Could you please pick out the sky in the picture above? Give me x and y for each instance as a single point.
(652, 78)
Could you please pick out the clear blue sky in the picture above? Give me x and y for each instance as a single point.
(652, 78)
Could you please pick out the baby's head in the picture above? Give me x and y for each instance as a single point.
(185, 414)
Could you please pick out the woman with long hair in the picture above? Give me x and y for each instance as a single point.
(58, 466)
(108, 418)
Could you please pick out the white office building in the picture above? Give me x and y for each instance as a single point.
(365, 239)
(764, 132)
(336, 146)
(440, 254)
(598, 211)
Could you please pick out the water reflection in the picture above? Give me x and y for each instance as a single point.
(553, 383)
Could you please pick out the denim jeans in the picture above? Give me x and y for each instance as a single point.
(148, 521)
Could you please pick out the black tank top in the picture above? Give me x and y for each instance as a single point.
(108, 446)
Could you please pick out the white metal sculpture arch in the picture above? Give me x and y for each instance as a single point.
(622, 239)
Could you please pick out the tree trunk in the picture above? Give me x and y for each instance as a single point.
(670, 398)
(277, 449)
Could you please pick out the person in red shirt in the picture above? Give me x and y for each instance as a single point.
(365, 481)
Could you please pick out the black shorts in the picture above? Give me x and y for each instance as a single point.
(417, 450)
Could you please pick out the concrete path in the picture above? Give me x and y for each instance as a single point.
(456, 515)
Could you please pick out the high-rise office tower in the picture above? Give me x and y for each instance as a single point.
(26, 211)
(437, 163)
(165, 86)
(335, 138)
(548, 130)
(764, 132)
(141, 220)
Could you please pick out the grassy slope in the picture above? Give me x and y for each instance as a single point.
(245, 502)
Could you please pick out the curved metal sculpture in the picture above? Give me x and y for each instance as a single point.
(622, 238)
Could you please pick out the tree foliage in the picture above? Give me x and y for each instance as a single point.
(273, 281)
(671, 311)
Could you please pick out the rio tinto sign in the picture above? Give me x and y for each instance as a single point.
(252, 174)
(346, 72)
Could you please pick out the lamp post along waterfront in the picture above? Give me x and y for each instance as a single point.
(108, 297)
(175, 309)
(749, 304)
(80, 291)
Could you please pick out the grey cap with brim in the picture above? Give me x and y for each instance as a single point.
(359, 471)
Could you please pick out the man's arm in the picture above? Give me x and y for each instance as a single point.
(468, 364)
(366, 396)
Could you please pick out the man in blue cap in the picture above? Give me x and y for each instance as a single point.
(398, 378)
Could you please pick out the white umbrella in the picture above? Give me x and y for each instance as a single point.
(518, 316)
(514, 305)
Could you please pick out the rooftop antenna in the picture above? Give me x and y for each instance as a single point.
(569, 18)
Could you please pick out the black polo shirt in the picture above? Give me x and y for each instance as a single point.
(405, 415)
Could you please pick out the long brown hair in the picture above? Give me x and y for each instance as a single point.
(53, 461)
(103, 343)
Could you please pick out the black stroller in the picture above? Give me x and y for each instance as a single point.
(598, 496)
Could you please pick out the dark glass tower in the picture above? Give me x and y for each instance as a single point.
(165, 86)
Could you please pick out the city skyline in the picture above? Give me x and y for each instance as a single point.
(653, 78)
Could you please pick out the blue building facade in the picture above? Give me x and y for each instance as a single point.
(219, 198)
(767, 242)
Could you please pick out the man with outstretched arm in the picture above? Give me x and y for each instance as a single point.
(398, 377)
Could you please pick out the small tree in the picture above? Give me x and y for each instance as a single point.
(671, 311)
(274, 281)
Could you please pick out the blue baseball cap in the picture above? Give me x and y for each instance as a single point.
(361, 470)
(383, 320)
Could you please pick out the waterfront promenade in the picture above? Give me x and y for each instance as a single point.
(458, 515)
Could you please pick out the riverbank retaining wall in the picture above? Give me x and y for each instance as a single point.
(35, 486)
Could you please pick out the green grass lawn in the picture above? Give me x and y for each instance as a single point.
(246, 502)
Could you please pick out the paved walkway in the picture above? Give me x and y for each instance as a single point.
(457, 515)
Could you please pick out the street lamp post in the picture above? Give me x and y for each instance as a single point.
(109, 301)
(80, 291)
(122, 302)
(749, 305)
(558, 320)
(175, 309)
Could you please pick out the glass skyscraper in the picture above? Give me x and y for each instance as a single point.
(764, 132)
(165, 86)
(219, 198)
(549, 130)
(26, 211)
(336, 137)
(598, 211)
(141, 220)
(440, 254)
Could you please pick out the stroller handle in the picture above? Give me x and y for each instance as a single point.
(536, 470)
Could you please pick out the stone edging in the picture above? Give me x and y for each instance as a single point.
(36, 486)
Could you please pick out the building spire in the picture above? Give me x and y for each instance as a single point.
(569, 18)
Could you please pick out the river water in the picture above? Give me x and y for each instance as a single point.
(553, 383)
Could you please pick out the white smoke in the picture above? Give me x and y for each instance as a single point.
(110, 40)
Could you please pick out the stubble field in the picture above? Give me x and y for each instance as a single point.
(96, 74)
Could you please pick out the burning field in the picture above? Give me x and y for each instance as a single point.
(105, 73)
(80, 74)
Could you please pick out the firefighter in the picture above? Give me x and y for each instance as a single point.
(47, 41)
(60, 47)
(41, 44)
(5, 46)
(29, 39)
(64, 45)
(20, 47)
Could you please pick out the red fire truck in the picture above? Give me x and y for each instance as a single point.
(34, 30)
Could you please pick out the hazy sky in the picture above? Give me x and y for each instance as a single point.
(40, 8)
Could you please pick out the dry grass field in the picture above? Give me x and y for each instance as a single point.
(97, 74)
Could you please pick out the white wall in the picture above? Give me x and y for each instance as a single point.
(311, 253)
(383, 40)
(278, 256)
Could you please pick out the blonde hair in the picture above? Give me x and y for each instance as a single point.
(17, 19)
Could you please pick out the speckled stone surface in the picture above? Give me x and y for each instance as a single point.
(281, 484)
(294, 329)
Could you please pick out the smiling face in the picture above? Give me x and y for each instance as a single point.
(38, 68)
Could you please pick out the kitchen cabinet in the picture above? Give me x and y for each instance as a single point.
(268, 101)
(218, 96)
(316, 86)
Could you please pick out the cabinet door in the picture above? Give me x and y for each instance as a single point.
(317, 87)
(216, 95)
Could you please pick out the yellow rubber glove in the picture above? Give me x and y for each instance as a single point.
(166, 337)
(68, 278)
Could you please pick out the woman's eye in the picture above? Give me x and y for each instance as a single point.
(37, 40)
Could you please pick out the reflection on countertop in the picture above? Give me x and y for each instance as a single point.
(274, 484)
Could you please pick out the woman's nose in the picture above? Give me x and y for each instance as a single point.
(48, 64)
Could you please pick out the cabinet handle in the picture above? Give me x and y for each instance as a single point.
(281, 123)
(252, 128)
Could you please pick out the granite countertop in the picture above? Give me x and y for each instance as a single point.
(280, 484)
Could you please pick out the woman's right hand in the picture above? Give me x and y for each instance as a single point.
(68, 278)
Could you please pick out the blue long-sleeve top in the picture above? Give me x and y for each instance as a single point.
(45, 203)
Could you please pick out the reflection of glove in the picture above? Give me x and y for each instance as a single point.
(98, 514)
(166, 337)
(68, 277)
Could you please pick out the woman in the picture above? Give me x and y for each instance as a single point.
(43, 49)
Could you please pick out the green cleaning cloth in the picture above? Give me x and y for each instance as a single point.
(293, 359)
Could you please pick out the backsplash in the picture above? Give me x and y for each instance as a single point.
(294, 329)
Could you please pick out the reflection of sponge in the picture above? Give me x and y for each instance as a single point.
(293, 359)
++++++++++++++++++++
# Task to carry out:
Give all the records again. Match them exactly.

# Solution:
Could you please pick out the sky in the picture above? Give me x and y for each instance as a single point.
(652, 78)
Could you please pick out the clear blue sky in the picture above? Give me x and y for each instance as a single point.
(652, 78)
Could you please pick out the baby's head in the picture above? Give me x and y for each instance as a single point.
(185, 414)
Could you please pick out the woman with long hair in the picture above? Give me x and y for each instance as a single point.
(58, 466)
(108, 418)
Could you please pick out the white office building in the picture above? Give me x and y for each instance as a single point.
(365, 239)
(764, 132)
(336, 146)
(440, 254)
(598, 211)
Could you please pick out the water reflection in the picture above? Give me x and y for each instance as a single point.
(553, 383)
Could you please pick out the denim jeans in the picture above? Give me x and y for each instance as a single point.
(148, 521)
Could you please pick out the black tank top in the picture above? Give me x and y for each instance as a single point.
(108, 446)
Could you please pick out the white metal sculpture arch in the picture above? Give me x and y for each instance as a single point.
(622, 239)
Could you please pick out the tree trunk in the picture above? Give me x and y for each instance as a single point.
(670, 398)
(277, 449)
Could you please pick out the person in red shirt in the picture above? Give me x and y for each instance as a single point.
(365, 481)
Could you please pick out the black shorts in the picture above? Give me x and y for each instance as a single point.
(417, 450)
Could you please pick out the concrete path in the picture above? Give me x and y for each instance as a single point.
(456, 515)
Could you please pick out the high-rise office tower in the picture above? Give me x and y for each instance as a single point.
(26, 211)
(437, 163)
(165, 86)
(335, 138)
(548, 130)
(764, 132)
(141, 220)
Could you please pick out the grassy slope in the picture above? Give me x and y for each instance as a single point.
(245, 502)
Could you please pick out the curved metal sculpture in the picture above? Give me x and y for each instance as a single point.
(622, 238)
Could you please pick out the tree foliage in the picture above? Give me x and y for each instance as a single point.
(273, 281)
(671, 311)
Could you please pick out the rio tinto sign in the picture above? Give me x and y for each instance as a single point.
(252, 174)
(346, 72)
Could you please pick out the lamp post along waterfront in the picture above? Give me x and y for each instance as a single point.
(108, 297)
(175, 309)
(749, 304)
(80, 291)
Could you please pick out the grey cap with brim in the picture above? Give me x and y for each instance as a single point.
(359, 471)
Could you please pick out the man's arm in the picture above? Give me x and y for each instance as a single point.
(468, 364)
(366, 396)
Could you please pick out the man in blue cap in the picture above? Give me x and y for each instance as a single point.
(398, 378)
Could you please pick out the white umbrella in the picture above? Give me x and y for each instance as a single point.
(518, 316)
(514, 305)
Could you please pick out the rooftop antenna in the picture above? Give me x and y for each instance as a single point.
(569, 18)
Could you please pick out the black polo shirt in the picture above? Give me x and y for each instance as a single point.
(405, 415)
Could you please pick out the long brown hair in the picture above? Give me x and y for each instance as a single point.
(53, 461)
(103, 343)
Could you please pick out the black stroller in the picture above? Give me x and y for each instance as a single point.
(598, 496)
Could you please pick out the dark glass tower in the picture above? Give me x and y for each instance as a single point.
(165, 86)
Could you please pick out the city skyline in the picture above? Give me x and y for each instance as a single point.
(653, 78)
Could you please pick out the blue building facade in the picture above? Give me x and y for each instance as a single point.
(219, 198)
(767, 242)
Could you please pick out the man with outstretched arm in the picture above? Give me x and y for each instance as a single point.
(398, 377)
Could you please pick out the small tree in the picture above? Give me x and y for each instance as a single point.
(671, 311)
(274, 281)
Could you please pick out the blue baseball cap in the picture above? Give me x and y for each instance as a single point.
(361, 470)
(383, 320)
Could you please pick out the waterfront promenade in the picture above? Give me x and y for each instance as a single point.
(458, 515)
Could you please pick out the riverbank retaining wall in the picture above? Give me x and y for each instance as a single point.
(35, 486)
Could you please pick out the green grass lawn in the picture above? Give me x and y for each instance as a single point.
(246, 502)
Could you please pick out the paved walkway in the picture above? Give me x and y for each instance as a single point.
(457, 515)
Could you please pick out the street lamp post in the picture above? Give me x and y for each instance as a single point.
(109, 301)
(80, 291)
(122, 302)
(749, 305)
(558, 320)
(175, 309)
Could you please pick out the glass skyscraper in the picture above? Give me x and y for each instance as a single point.
(764, 132)
(165, 86)
(219, 198)
(549, 130)
(26, 211)
(336, 137)
(598, 211)
(141, 220)
(440, 254)
Could you please pick out the stroller handle in the picture above? Give me x and y for each instance as a single point.
(536, 470)
Could you please pick out the stone edging in the picture above? Give me x and y for each instance as a single point.
(36, 486)
Could you please pick out the building spire in the picture above? Give me x and y for each instance as a single point.
(569, 18)
Could you please pick out the river water in the picture above? Give me x and y for each instance as a single point.
(553, 383)
Could you please pick out the white smoke in the picture above? Give me x and y for each instance as a single point.
(110, 40)
Could you please pick out the stubble field in the picture above? Give me x and y for each instance as a single point.
(96, 74)
Could you please pick out the burning field in the picture above? Give me x and y for each instance as a single point.
(105, 73)
(80, 74)
Could you please pick out the firefighter in the picture above? Give me x and y for each instance as a single point.
(47, 41)
(60, 47)
(41, 44)
(5, 46)
(29, 39)
(64, 45)
(20, 47)
Could you please pick out the red fire truck in the picture above? Give me x and y for each instance as a single point.
(34, 30)
Could you please pick out the hazy sky in the picture above? Give me x and y for each instance as a single point.
(40, 8)
Could you please pick out the dry grass field in the picture above? Give me x and y for each instance as a single point.
(97, 74)
Could you please pick out the white wall in the picture above? Give me x and y for each instance as a single point.
(311, 253)
(383, 40)
(278, 256)
Could you please pick out the blonde hair in the picture above? Give me x and y for each instance as a single point.
(17, 19)
Could you please pick out the speckled stone surface in the picture above? Give me x and y for each instance as a single point.
(281, 484)
(294, 329)
Could you please pick out the smiling face in the picture above? Give me x and y for each instance as a single point.
(38, 68)
Could you please pick out the kitchen cabinet in the picture above? Give me x and y for each instance as a single point.
(268, 101)
(218, 96)
(316, 86)
Could you please pick out the cabinet door in the picture above? Give me x and y for each instance as a single point.
(317, 87)
(216, 95)
Could you please pick out the yellow rubber glove in the picture above? Give me x and y for each instance as a single point.
(166, 337)
(68, 278)
Could you please pick out the woman's eye in the picture above? Give me x and y for each instance as a single point.
(37, 40)
Could you please pick out the reflection on countertop in the picture above? Give me x and y for each instance as a single point.
(274, 484)
Could you please pick out the woman's nose in the picture above? Give me x and y for each instance as a single point.
(48, 64)
Could you please pick out the cabinet handle in the picture above? Give me x and y for each instance as a single point.
(281, 123)
(252, 128)
Could you please pick out the granite countertop in the picture above? Give me x and y for each instance as a single point.
(280, 484)
Could you please pick out the woman's right hand in the picture above? Give me x and y for each instance as a single point.
(68, 278)
Could you please pick out the blue long-sleeve top in the picture above? Give me x and y for each instance as a single point.
(45, 203)
Could you please pick out the reflection of glove in the picture above? Give me x and y for each instance as a single point.
(98, 514)
(166, 337)
(68, 277)
Could you please pick out the woman in the picture above? Give me x and y for each instance as a single point.
(43, 49)
Could you please pick out the green cleaning cloth in the picture above? Give me x and y for each instance as a single point.
(293, 359)
Could you please pick out the backsplash in the picture above? Give me x and y for each instance as a single point.
(294, 329)
Could you please pick out the reflection of sponge in the picture above? Give me x and y for each instance as a single point.
(293, 359)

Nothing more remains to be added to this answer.